* DESCRIPCIÓN DE TAREA: Transcribe de forma íntegra y sin alteraciones el fragmento sobre Keats y las heridas que aparece a continuación.

Sin embargo, las heridas, los tejidos que de ellas resultan, se dice Keats en voz de Cook, son
un material intratable, perdurable. Una vez que el cuerpo se apresura a repararse a sí mismo, el lugar de la reparación permanece inalterable; incapaz de renovarse de nuevo.
Cuanto más perdurable, menos vivo.
Cuando más sólido, menos real (Cook, 116).
Más adelante, Keats reflexiona sobre el cabello y las uñas que continúan creciendo pese a la muerte, pese al cuerpo que no está más vivo, y piensa en la mano viviente versus la mano muerta, en las manos pasadas y las manos presentes, en las manos que se aferran, y encuentra una conexión, dice Cook:
La continuidad más íntima entre célula y célula. La parte que nace toca la parte que muere y el cuerpo que muere es padre del que vive.

* FILAS PROPORCIONADAS:
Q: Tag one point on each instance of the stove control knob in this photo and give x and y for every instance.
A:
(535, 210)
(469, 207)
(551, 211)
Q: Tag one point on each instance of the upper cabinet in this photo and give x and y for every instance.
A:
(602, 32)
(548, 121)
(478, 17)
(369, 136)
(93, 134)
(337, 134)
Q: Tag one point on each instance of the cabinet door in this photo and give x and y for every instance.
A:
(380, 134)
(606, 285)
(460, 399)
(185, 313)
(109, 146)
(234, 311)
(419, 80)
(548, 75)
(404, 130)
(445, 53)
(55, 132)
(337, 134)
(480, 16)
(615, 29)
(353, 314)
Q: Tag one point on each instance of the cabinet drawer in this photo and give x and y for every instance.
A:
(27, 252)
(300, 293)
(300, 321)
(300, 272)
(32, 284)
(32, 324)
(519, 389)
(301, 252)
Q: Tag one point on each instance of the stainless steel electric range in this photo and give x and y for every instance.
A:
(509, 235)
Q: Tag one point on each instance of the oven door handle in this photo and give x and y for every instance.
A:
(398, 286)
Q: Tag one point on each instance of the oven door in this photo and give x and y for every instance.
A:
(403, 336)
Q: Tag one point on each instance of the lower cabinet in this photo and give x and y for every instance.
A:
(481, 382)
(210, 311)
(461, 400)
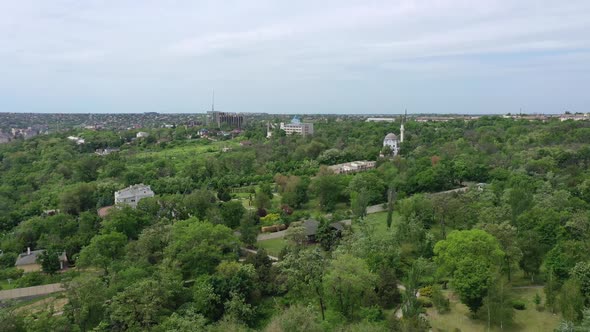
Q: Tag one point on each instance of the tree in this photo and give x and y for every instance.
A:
(304, 271)
(198, 247)
(358, 203)
(391, 196)
(86, 297)
(581, 272)
(571, 301)
(103, 250)
(550, 289)
(469, 257)
(411, 308)
(506, 235)
(347, 281)
(232, 213)
(498, 304)
(238, 310)
(50, 261)
(327, 187)
(141, 306)
(126, 220)
(224, 194)
(262, 200)
(78, 199)
(327, 235)
(532, 253)
(249, 229)
(186, 320)
(296, 318)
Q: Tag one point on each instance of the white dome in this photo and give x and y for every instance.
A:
(391, 136)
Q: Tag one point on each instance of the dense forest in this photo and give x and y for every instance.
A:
(509, 252)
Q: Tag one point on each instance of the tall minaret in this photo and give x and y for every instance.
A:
(401, 130)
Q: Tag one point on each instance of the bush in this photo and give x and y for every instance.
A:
(425, 302)
(518, 305)
(11, 273)
(371, 314)
(426, 291)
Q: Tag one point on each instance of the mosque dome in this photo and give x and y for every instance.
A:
(391, 136)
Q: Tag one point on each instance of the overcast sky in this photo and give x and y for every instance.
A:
(472, 56)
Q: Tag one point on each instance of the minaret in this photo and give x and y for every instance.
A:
(401, 130)
(213, 102)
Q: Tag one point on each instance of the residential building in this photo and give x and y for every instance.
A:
(352, 167)
(4, 138)
(233, 120)
(105, 152)
(77, 140)
(297, 127)
(133, 194)
(392, 143)
(29, 262)
(380, 120)
(575, 117)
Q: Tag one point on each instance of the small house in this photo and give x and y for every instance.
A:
(29, 262)
(133, 194)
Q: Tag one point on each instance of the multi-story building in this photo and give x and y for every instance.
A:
(233, 120)
(297, 127)
(353, 167)
(133, 194)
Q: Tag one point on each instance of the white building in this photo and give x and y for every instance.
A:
(297, 127)
(380, 120)
(352, 167)
(76, 139)
(133, 194)
(392, 143)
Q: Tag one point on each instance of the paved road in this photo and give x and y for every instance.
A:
(30, 291)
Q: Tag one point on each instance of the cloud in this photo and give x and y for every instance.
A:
(157, 44)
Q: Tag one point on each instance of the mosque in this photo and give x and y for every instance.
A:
(392, 142)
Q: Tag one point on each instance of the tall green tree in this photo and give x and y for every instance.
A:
(571, 300)
(103, 250)
(470, 258)
(304, 271)
(347, 282)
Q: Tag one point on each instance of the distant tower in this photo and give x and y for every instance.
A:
(268, 130)
(213, 102)
(401, 130)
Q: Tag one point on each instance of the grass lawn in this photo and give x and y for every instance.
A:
(524, 320)
(272, 246)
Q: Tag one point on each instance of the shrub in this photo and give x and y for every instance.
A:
(426, 291)
(518, 305)
(31, 279)
(371, 314)
(425, 302)
(11, 273)
(442, 304)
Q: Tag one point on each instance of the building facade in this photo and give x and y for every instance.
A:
(352, 167)
(133, 194)
(28, 261)
(233, 120)
(297, 127)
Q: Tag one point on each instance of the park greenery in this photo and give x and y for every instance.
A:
(177, 261)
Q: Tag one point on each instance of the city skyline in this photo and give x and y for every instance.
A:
(349, 57)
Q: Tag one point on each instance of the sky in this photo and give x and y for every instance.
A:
(305, 56)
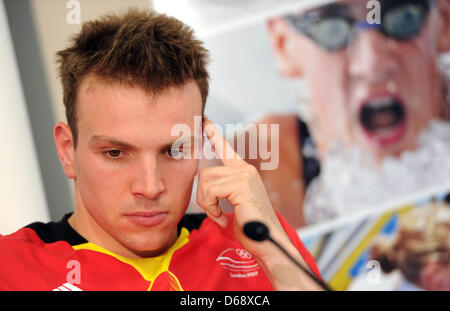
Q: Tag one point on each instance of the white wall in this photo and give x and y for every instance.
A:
(22, 198)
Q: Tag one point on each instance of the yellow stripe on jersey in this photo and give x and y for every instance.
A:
(149, 268)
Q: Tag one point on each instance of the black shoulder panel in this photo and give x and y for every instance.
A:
(57, 231)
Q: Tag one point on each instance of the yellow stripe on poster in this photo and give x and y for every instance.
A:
(342, 279)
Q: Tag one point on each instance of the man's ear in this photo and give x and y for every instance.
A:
(65, 148)
(443, 39)
(280, 40)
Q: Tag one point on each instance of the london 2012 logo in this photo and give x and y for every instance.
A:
(239, 262)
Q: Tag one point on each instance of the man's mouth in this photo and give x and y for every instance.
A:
(147, 219)
(383, 119)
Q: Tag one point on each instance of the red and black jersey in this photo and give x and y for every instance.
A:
(53, 256)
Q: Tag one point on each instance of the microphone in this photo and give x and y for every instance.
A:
(259, 232)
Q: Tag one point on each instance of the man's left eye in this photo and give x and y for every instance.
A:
(174, 153)
(113, 153)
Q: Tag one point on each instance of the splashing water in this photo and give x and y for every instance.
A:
(349, 180)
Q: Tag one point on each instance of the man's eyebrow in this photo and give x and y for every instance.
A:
(183, 139)
(111, 141)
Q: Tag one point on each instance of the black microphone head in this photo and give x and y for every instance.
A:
(256, 231)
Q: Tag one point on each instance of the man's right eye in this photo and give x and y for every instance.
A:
(113, 154)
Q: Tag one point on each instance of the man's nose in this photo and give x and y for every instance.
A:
(371, 57)
(148, 181)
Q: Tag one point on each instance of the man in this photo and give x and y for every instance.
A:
(127, 81)
(372, 89)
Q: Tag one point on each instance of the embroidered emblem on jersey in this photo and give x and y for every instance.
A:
(67, 287)
(239, 262)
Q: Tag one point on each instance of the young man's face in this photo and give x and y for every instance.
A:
(377, 92)
(130, 190)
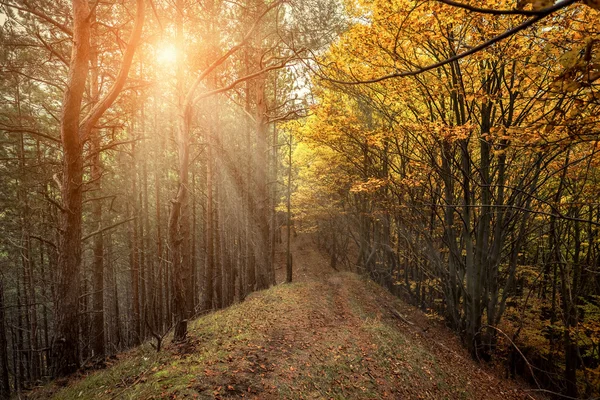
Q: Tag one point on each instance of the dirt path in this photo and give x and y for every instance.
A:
(329, 335)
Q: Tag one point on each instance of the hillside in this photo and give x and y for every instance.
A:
(331, 335)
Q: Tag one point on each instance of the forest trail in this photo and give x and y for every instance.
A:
(330, 335)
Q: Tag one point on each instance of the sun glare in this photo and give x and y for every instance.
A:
(166, 54)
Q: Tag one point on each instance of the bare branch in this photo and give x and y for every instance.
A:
(492, 11)
(43, 16)
(88, 123)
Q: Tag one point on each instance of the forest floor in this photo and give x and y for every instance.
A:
(329, 335)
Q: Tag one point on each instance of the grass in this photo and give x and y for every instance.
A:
(312, 340)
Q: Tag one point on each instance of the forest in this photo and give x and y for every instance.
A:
(159, 157)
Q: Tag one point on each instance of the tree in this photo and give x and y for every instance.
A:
(75, 131)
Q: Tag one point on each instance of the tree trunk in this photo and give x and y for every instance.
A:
(4, 379)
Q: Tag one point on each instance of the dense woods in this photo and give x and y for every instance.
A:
(153, 153)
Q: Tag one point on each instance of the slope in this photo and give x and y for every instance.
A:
(331, 335)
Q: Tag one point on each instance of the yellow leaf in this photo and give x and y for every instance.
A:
(595, 4)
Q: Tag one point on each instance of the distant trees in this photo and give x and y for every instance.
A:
(145, 210)
(450, 185)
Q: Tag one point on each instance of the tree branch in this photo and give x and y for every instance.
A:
(83, 239)
(62, 27)
(526, 24)
(491, 11)
(90, 120)
(189, 98)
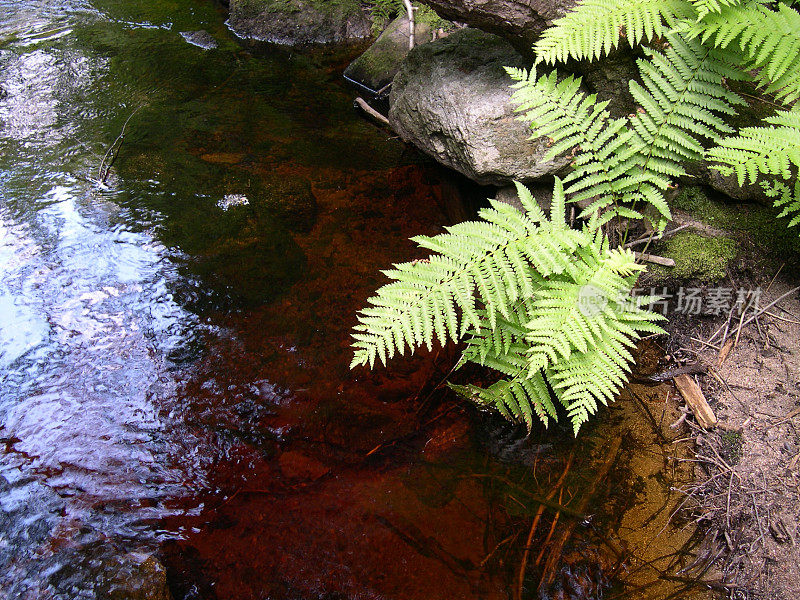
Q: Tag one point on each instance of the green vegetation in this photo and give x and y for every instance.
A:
(705, 44)
(516, 285)
(383, 11)
(545, 305)
(700, 257)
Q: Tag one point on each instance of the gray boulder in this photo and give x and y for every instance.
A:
(451, 99)
(299, 22)
(519, 21)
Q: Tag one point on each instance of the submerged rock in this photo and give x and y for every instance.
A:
(452, 100)
(299, 22)
(201, 39)
(133, 576)
(379, 64)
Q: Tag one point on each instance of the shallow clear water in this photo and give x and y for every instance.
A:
(109, 294)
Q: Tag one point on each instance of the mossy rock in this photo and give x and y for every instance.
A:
(697, 257)
(381, 61)
(299, 22)
(756, 222)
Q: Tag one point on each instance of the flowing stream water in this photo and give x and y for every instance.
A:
(174, 342)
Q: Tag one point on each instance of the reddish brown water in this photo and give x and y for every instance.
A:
(174, 375)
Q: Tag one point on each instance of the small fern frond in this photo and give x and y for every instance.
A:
(569, 342)
(772, 149)
(704, 7)
(623, 163)
(477, 265)
(786, 198)
(769, 39)
(594, 27)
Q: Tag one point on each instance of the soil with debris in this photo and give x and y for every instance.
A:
(746, 491)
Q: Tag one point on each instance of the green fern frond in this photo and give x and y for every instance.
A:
(773, 149)
(555, 345)
(485, 264)
(769, 39)
(623, 163)
(594, 27)
(786, 198)
(704, 7)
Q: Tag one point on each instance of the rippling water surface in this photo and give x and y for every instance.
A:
(109, 295)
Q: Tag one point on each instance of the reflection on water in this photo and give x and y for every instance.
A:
(113, 299)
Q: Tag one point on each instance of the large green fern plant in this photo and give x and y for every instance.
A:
(547, 306)
(515, 284)
(706, 44)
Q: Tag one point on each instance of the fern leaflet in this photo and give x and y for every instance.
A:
(769, 39)
(594, 27)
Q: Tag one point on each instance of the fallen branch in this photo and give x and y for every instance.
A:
(646, 239)
(103, 171)
(758, 313)
(410, 11)
(526, 554)
(371, 112)
(694, 397)
(555, 551)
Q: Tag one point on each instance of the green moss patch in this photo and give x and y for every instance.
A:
(697, 257)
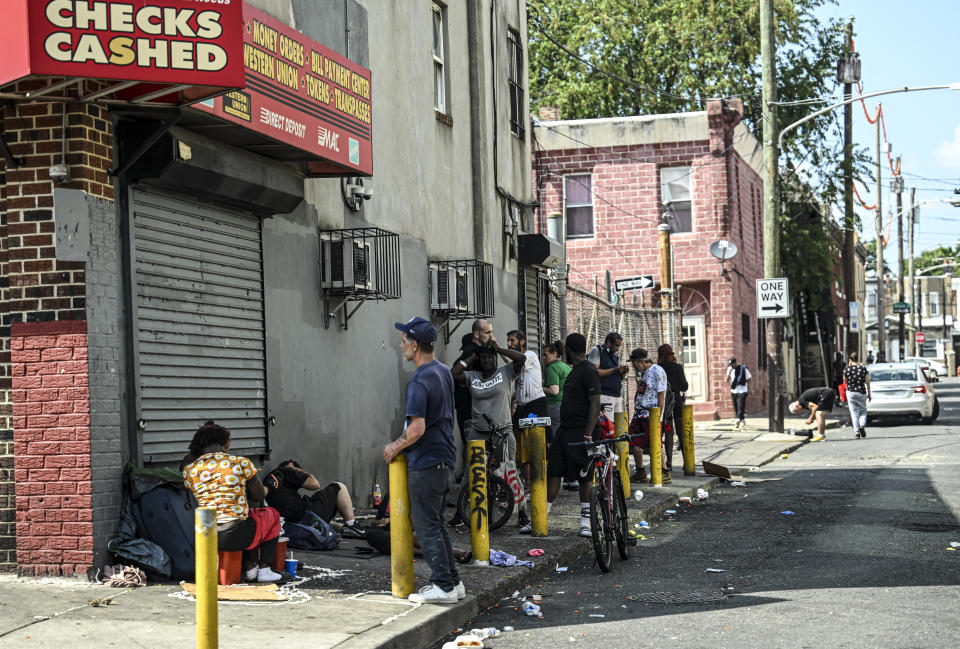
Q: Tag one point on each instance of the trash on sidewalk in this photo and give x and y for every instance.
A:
(467, 640)
(499, 558)
(530, 609)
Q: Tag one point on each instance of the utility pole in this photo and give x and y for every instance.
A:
(912, 296)
(666, 280)
(881, 285)
(849, 244)
(771, 225)
(898, 188)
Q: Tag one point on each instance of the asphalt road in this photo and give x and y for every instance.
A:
(863, 560)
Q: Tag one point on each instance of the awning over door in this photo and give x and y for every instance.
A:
(199, 324)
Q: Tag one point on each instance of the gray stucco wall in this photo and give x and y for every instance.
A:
(104, 341)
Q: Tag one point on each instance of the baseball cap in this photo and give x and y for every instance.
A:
(419, 329)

* RESULTADO:
Sin embargo, las heridas, los tejidos que de ellas resultan, se dice Keats en voz de Cook, son
un material intratable, perdurable. Una vez que el cuerpo se apresura a repararse a sí mismo, el lugar de la reparación permanece inalterable; incapaz de renovarse de nuevo.
Cuanto más perdurable, menos vivo.
Cuando más sólido, menos real (Cook, 116).
Más adelante, Keats reflexiona sobre el cabello y las uñas que continúan creciendo pese a la muerte, pese al cuerpo que no está más vivo, y piensa en la mano viviente versus la mano muerta, en las manos pasadas y las manos presentes, en las manos que se aferran, y encuentra una conexión, dice Cook:
La continuidad más íntima entre célula y célula. La parte que nace toca la parte que muere y el cuerpo que muere es padre del que vive.